▶ _Your instructions_: Could you give these entries again with every "benchmark" replaced by "test set", all else unchanged and the pictures left out?

* * *

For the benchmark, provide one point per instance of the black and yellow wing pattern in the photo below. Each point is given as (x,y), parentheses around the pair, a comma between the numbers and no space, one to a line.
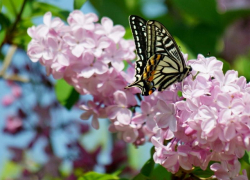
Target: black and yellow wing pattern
(160,62)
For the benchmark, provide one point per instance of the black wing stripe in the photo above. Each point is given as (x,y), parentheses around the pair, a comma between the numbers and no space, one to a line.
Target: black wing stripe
(138,27)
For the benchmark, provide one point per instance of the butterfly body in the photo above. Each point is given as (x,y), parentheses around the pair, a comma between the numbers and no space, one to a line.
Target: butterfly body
(160,62)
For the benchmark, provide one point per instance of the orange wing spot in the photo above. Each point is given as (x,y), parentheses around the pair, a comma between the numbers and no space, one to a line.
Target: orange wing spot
(151,77)
(148,68)
(145,75)
(152,61)
(158,57)
(150,92)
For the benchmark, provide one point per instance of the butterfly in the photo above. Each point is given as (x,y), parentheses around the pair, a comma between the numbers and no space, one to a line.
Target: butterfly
(160,62)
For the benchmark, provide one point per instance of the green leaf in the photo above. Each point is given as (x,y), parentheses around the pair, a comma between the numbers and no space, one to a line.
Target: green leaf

* * *

▶ _Exercise response_:
For the test set, provide one point per instance of the black and yellow wing pattern in the photo below. Each point is given as (x,y), parentheses around the pair, a comma between the numbers and no space, one to a line.
Target: black and yellow wing pattern
(160,62)
For the test set, provide one point per instance of the black wing stripe in the photo above. Each point is given as (x,y), parentheses around the pair, a comma between the numbers and no space, one to a line.
Target: black wing stripe
(138,27)
For the test set, provide one point per instance of the butterfly body in the photo above. Each point is given as (x,y), parentheses around the pair, a comma between the numbers and no space, one to a line.
Target: butterfly body
(160,62)
For the test set, provide one point per instance of the orange wing spot in the photo above. Each point is given as (x,y), parentheses around the pair, a comma between the numbers and no space, one to a line.
Target: orange wing spot
(151,77)
(148,68)
(145,75)
(152,61)
(158,57)
(150,92)
For the test set, provide one point per instance of the butterfly in the photo above. Each point is given as (x,y), parentheses around the pair, a comma between the numbers and no space, one to a line.
Target: butterfly
(160,62)
For the test set, provide one point per instance of the green leaf in the photo above. Each point is given as (x,y), parentheses around the pair, a comma between the numbers and no space, one to a line.
Target: green leaf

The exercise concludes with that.